Excerpts from a dataset on object pointing

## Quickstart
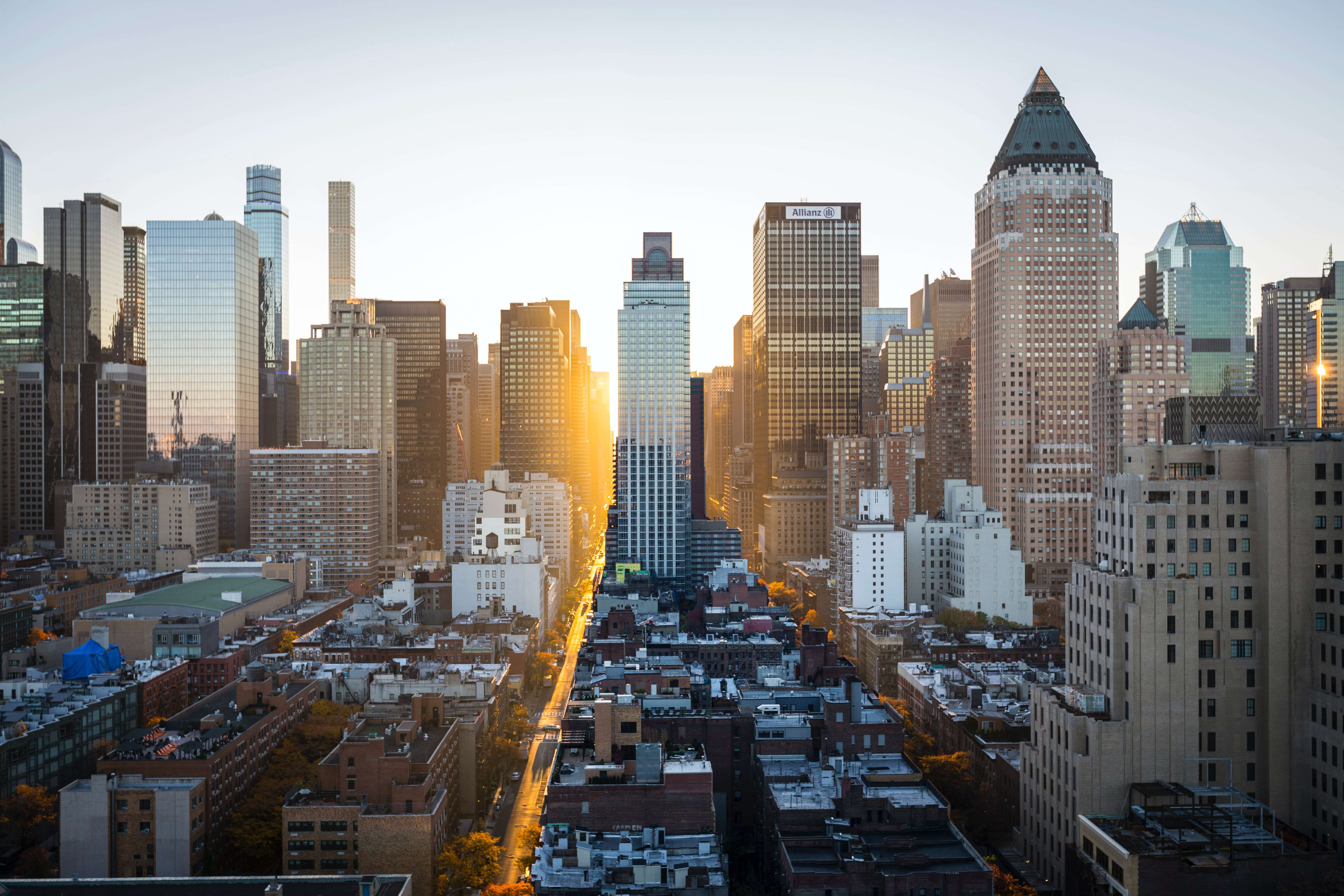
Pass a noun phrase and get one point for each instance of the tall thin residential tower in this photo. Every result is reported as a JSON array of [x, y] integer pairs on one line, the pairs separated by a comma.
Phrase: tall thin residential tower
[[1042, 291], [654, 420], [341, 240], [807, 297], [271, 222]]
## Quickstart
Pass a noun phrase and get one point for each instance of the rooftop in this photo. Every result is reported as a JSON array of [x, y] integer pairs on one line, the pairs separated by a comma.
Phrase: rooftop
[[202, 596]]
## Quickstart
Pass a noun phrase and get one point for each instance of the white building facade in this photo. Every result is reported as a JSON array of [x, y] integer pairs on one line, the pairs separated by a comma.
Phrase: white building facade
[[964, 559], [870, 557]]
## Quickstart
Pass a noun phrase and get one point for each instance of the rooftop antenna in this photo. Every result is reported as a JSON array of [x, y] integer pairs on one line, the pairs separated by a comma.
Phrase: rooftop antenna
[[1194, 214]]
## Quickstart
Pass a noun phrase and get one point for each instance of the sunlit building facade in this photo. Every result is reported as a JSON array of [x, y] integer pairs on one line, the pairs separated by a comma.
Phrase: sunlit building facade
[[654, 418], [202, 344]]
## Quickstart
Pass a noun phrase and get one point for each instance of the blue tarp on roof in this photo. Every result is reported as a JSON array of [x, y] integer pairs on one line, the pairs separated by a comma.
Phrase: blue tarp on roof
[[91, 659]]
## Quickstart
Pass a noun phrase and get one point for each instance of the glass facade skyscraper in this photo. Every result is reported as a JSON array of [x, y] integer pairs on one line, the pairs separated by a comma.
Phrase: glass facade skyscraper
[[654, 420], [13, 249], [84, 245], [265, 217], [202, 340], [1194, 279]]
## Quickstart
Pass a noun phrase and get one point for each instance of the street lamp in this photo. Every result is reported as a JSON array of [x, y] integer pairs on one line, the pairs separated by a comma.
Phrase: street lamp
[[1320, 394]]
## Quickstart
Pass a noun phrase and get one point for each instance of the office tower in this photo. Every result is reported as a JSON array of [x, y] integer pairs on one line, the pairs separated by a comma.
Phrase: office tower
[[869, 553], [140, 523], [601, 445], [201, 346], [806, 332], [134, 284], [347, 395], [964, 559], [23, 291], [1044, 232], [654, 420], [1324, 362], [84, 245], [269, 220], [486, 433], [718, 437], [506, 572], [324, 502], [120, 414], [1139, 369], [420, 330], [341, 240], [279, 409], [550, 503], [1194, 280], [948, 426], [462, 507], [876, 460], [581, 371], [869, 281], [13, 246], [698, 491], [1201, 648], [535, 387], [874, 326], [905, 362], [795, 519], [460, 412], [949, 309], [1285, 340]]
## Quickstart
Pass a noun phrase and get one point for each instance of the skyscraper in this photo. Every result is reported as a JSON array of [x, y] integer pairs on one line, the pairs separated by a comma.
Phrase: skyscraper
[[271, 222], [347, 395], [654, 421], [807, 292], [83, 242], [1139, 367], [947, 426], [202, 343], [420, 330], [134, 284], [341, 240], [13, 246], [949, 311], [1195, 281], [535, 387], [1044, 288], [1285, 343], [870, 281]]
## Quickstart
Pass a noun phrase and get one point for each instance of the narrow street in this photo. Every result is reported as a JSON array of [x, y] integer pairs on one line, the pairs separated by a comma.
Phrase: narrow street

# AIM:
Put every line of the entries above into a numbered list and skip any blank lines. Leave the pictures out.

# RESULT FOR THIS EXERCISE:
1. ## Quickstart
2. Pass a noun phrase and get one point for each instance of the tall thin residential tower in this photo. Every result is reported as a JSON array of [x, y] integer pairs on one line, the pairs separated by a comma.
3. Phrase: tall thin residential tower
4. [[1042, 291], [654, 420], [341, 240], [807, 297], [271, 222]]
5. ## Quickstart
6. Pass a noun phrase and get one point for each instance of the rooftop in this photo. Every result is reported as a JSON array of [x, y] integer pairs on one line, the pairs separated by a comma.
7. Phrase: rooftop
8. [[202, 596]]
9. ## Quickstart
10. Pass a noun phrase and get one point for each instance of the white building facade in this photo. Every result is reported as a JSON array of [x, y] integer pairs on one line, the pairs separated by a comma.
11. Phrase: white building facade
12. [[964, 559], [870, 557]]
13. ## Quickstart
14. Pass a noun phrase and get one point for each instance of the rooftop antenna in this photo. Every result is reported as a JSON array of [x, y] integer pairs on one line, the pairs separated by a comma.
15. Phrase: rooftop antenna
16. [[1194, 214]]
17. ## Quickstart
18. Pass a noun phrase and get one point for each instance of the sunlit building facade in this photo. Every result is reported as a JSON array of [x, y] integer pairs on one line, the pairs separated by a comma.
19. Phrase: sunlit building facade
20. [[654, 418], [202, 344]]
21. ## Quickstart
22. Pass a noun phrase and get one point for each instance of the blue tarp on roof in this photo. Every result is reported as a JSON array of [x, y] integer pairs on one line, the pairs separated by a comma.
23. Phrase: blue tarp on roof
24. [[91, 659]]
25. ## Quickstart
26. Pass a noun phrase and get one point for each instance of the glass facade skyscraper in this photo. Every result is reported as a JSON array of [x, y] integer pairs on one line, the pairs separated by a comma.
27. Phrase: glass facade skyscraper
28. [[654, 420], [13, 249], [84, 245], [265, 217], [202, 340], [1194, 279]]
29. ## Quickstart
30. Pass a noun phrase and get one point for each instance of the street lamp in this photo. Every result is reported as a JSON array of [x, y] integer pairs on one line, the pairs separated by a comma.
31. Phrase: street lamp
32. [[1320, 394]]
33. ## Quickstart
34. Pass a noun phrase and get one point for each instance of the office tower in this photo. Every result is reported as a JSON array of [x, y] integer pairs on one line, the pairs separated by a comma.
35. Phrase: office tower
36. [[869, 553], [140, 523], [601, 445], [201, 346], [806, 332], [134, 284], [347, 395], [964, 559], [23, 291], [1044, 232], [654, 420], [1324, 362], [84, 245], [269, 220], [486, 433], [718, 437], [506, 572], [324, 502], [120, 414], [1139, 369], [420, 330], [341, 240], [279, 409], [550, 503], [1194, 280], [948, 426], [462, 507], [876, 460], [581, 371], [869, 281], [13, 246], [698, 491], [1201, 648], [535, 387], [874, 326], [905, 362], [795, 519], [460, 412], [949, 309], [1285, 340]]
37. ## Quickstart
38. Pass a noun phrase and get one point for each instance of the skyscraper in this photo. Every result is reported as a JSON array of [x, y] integer pairs on one line, the pairs separated by a comma.
39. Phrase: skyscraper
40. [[271, 222], [347, 395], [654, 421], [807, 292], [83, 242], [1139, 367], [947, 426], [202, 343], [420, 330], [134, 284], [341, 240], [13, 246], [949, 311], [1195, 281], [535, 387], [1044, 288], [1285, 343], [870, 281]]
41. ## Quickstart
42. Pass a noun phrase and get one point for each instance of the narrow street in this photo. Every result is reported as a JSON array of [x, y] integer pairs on one line, the pairs separated by a comma.
43. Phrase: narrow street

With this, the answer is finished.